▶ _TASK GOAL_
The response should contain every record, reproduced exactly.

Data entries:
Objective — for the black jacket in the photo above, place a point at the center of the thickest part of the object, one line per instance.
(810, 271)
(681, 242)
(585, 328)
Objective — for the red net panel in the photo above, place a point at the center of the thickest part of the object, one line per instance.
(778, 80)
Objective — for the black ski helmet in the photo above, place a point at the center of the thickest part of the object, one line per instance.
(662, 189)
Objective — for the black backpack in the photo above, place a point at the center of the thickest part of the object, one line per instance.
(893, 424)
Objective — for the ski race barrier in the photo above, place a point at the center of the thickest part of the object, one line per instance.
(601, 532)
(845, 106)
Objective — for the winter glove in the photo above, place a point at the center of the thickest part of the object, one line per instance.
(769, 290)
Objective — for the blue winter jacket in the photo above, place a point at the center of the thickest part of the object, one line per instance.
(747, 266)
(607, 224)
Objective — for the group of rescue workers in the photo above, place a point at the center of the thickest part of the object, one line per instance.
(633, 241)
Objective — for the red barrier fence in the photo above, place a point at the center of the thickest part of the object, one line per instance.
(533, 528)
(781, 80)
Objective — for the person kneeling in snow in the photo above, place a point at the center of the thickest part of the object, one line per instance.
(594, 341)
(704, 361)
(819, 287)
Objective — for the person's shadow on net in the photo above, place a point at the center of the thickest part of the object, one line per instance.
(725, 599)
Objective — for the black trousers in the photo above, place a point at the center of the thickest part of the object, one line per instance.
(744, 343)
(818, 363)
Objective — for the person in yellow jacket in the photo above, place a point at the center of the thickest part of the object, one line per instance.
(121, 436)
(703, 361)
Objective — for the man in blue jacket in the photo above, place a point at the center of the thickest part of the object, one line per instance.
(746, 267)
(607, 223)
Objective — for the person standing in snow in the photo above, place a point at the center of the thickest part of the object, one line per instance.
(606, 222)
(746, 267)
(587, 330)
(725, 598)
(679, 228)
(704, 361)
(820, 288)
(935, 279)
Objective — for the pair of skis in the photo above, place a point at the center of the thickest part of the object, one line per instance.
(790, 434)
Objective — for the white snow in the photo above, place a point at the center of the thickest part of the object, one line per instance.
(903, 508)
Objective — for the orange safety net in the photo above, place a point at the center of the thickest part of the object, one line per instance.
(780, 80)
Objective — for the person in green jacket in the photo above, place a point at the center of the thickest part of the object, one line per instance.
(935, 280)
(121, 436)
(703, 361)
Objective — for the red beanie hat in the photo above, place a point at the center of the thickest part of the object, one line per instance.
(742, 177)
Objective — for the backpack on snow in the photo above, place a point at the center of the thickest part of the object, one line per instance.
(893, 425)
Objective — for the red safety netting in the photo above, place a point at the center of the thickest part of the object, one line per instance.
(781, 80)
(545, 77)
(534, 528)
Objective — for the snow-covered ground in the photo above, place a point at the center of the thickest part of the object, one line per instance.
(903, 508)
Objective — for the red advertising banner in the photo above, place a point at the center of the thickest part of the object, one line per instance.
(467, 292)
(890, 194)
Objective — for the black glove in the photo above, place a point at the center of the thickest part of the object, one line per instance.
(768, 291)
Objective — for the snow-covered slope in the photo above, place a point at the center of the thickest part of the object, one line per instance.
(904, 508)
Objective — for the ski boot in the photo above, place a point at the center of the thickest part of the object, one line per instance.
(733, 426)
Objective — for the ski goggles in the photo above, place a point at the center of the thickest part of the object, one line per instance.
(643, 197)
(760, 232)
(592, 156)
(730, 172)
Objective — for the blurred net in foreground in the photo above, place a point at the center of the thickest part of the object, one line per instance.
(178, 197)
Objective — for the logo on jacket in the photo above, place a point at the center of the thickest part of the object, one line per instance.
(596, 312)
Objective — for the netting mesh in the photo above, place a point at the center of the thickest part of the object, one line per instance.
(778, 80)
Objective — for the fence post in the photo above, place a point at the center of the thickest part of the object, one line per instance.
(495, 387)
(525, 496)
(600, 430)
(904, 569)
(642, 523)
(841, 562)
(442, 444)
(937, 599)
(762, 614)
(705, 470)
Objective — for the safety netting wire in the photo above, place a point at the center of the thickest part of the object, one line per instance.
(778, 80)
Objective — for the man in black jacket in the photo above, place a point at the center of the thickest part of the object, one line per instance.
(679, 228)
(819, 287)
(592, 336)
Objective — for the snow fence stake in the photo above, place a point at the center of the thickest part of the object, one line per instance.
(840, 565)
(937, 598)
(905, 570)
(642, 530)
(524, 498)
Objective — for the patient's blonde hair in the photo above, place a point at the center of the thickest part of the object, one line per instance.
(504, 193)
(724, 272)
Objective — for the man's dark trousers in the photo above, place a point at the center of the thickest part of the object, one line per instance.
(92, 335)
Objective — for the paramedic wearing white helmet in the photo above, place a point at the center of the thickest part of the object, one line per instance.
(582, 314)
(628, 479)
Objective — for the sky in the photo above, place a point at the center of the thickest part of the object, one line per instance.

▶ _REPLY_
Objective — for the black jacket in the photo above, place a point at the center of the thickest part of the object, one line per instance.
(810, 271)
(681, 242)
(585, 328)
Objective — for the red net panel in the photo above, place a point at the center of the thickest part of the object, one line per instance.
(778, 80)
Objective — for the black ski helmet in the photo above, place a point at the center of the thickest part of the object, one line per instance.
(662, 189)
Objective — for the black backpack in the photo above, place a point at the center of the thickest part of the object, one line per instance.
(893, 424)
Objective — for the ski race barrier in the photo above, place a point at the center of the thickest part of the object, one line per instance.
(601, 532)
(845, 106)
Objective — for the winter glove in the photo above, place a point at the center of the thickest part of the object, one line per instance.
(769, 290)
Objective — for the blue winter jacket in the photo above, place a point at the center of the thickest part of the object, one line per instance.
(747, 266)
(607, 224)
Objective — for the group of rescue workers in the photo above, place a point at the center of the thickest part of the object, one line per instance.
(633, 241)
Objective — for the red barrier fence in the photo above, place a point at the center of the thickest part of the object, one line per instance.
(533, 528)
(781, 80)
Objective — for the person kneeling in snow in the photo above, place a point at the center of the thickest part of the object, one line per instance.
(594, 341)
(704, 361)
(819, 287)
Objective — for the person's shadow on net in the photo above, place a point at the center of the thickest part of the object, one line per instance.
(725, 599)
Objective — for the black trousers in the photo above, place a point at the center of the thickest part of the object, one line per instance.
(744, 343)
(818, 363)
Objective — for the person in yellow jacket in the photo above, place a point at the center of the thickest part of the object, one line per instance.
(121, 436)
(703, 361)
Objective — for the man in blue jacket in the photo above, place a point at the center of the thickest part of the object, one line per instance.
(746, 267)
(607, 223)
Objective — for the person standing in snow in the photo above, place a point at the center of the thickest part of the object, one line per instance.
(606, 222)
(746, 267)
(587, 330)
(725, 598)
(679, 228)
(704, 361)
(820, 288)
(935, 279)
Objective — for the pair of skis in the photo above, place a point at the center of the thickest part of the object, one line per instance.
(790, 434)
Objective — for the white snow in the photo above, place a point at the center of the thickest part of the object, one line per instance.
(903, 508)
Objective — for the orange safety net in the photo above, place a point at the center of the thickest part of the object, one line per instance.
(780, 80)
Objective — for the person in green jacket in the photo above, place a point at the center of the thickest part of the object, one line per instance.
(935, 280)
(121, 436)
(703, 361)
Objective — for the red beanie hat in the photo above, place a point at the center of the thickest part of the object, one line per instance.
(742, 177)
Objective — for the backpack on snow in the photo above, place a point at the center of the thickest part of the object, one line per instance.
(893, 425)
Objective — for the red safety netting in the photo above, place a point at the center of the thickest part of the object, one line per instance.
(781, 80)
(545, 77)
(534, 528)
Objective — for the snow-covered ground in the photo above, place a point at the center of the thickest part of the object, one line per instance.
(903, 508)
Objective — for the red advertising banner in the photo above, place a point at the center of the thickest part of the object, one line per instance.
(467, 292)
(890, 194)
Objective — for the black glove in the photo above, place a point at the center of the thickest part of the object, one line per instance.
(768, 291)
Objective — for the snow-covered slope in the photo above, place a point at the center of the thickest part of the object, one line per instance.
(904, 508)
Objective — for the ski boot in the photo above, place a point at the center of the thickest part of the object, one line per instance.
(733, 426)
Objective — for the ski goggles in the photo above, place a point at the center of the thickest part of the object, one line per instance.
(643, 197)
(760, 232)
(592, 156)
(730, 172)
Objective — for the blurred net in foreground in the photo above, place a point at the center of the thickest part of the object, one line per instance.
(178, 197)
Objective — for the logo on jacket in the photo above, place a point at the center of the thickest part of the object, one line per instance.
(596, 312)
Objective — for the netting mesh in the photo above, place a point at the center of the thickest part of the object, one line per instance.
(778, 80)
Objective — for the fence post in the photo above, place a point at the center of the thickest part of the object, one line per instance.
(495, 387)
(525, 496)
(600, 430)
(904, 569)
(642, 523)
(841, 562)
(442, 444)
(937, 599)
(762, 614)
(705, 470)
Objective — for the safety netting wire in the photo above, place a point at the center of the thickest part of the object, one line per instance.
(778, 80)
Objective — for the man in black jacket in the photo above, place a point at the center of the thickest part of the object, one line per instance.
(679, 228)
(819, 287)
(592, 336)
Objective — for the snow fence stake in the photo above, place a point at the center of the thickest part of the object, one line per instance.
(840, 565)
(937, 598)
(905, 570)
(642, 530)
(524, 498)
Objective — for the patient's blonde hair in the photo above, place a point at the center of the thickest part of the object, one line per instance.
(504, 193)
(724, 272)
Objective — for the man's dark trousers in the photo above, place a point at the center of the thickest part of the object, one line per instance.
(92, 335)
Objective — for the paramedic wearing white helmet in the photo above, place a point at the center of the thickest part of the object, one line per instance.
(582, 314)
(628, 479)
Objective — for the sky in the photo above, place a point at the center of the thickest part of the object, one line per instance.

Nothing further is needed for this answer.